WORK INSTRUCTION.
When you give the entries again, keep every word as it stands and drop the pictures.

LISTED ENTRIES.
*** Block opens ***

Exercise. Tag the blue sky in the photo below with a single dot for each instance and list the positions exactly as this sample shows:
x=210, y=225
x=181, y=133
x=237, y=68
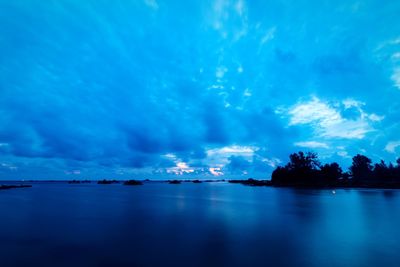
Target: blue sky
x=161, y=89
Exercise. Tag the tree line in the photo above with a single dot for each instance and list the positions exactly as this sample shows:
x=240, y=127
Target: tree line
x=304, y=169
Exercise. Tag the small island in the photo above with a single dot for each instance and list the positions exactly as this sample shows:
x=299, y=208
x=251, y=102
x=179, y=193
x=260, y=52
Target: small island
x=5, y=187
x=174, y=182
x=305, y=170
x=104, y=181
x=133, y=182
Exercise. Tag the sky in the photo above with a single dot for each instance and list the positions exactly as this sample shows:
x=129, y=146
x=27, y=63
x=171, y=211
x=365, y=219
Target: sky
x=194, y=89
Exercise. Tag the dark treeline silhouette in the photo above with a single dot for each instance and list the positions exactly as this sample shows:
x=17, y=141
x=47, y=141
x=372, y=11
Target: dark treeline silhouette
x=304, y=169
x=5, y=187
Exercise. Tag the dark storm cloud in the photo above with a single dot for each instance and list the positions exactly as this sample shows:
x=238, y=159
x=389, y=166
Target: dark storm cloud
x=200, y=88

*** Block closes ***

EXERCISE RESULT.
Exercise. Tag the blue sky in the photo below with a single dot for each instance and list the positions exactly as this sample shows:
x=210, y=225
x=181, y=133
x=237, y=68
Target: blue sky
x=161, y=89
Exercise. Tag the tree line in the photo above with a single dot for each instance and list the positions exactly as this sample shows:
x=240, y=127
Target: tree line
x=304, y=169
Exercise. Tag the small island in the photo above with a single dot for each instance and list the positions exactly as this sample shows:
x=299, y=208
x=251, y=102
x=179, y=193
x=260, y=52
Target: small island
x=5, y=187
x=174, y=182
x=305, y=170
x=104, y=181
x=133, y=182
Exercise. Tag the sky in the photo above with a single dot for each instance and list the positions exactly as this sample shows:
x=129, y=146
x=27, y=63
x=171, y=211
x=365, y=219
Target: sky
x=194, y=89
Exercise. Tag the dark treeline silhouette in the photo above with a single dot for each instance and list the positions exactly as this sample shows:
x=17, y=141
x=47, y=141
x=372, y=11
Target: dark treeline silhouette
x=304, y=169
x=5, y=187
Exercise. Tag the dark storm cloud in the photo above with a single dot for each instance and list the positions exactly as this sample shows:
x=238, y=159
x=389, y=166
Target: dark storm cloud
x=200, y=88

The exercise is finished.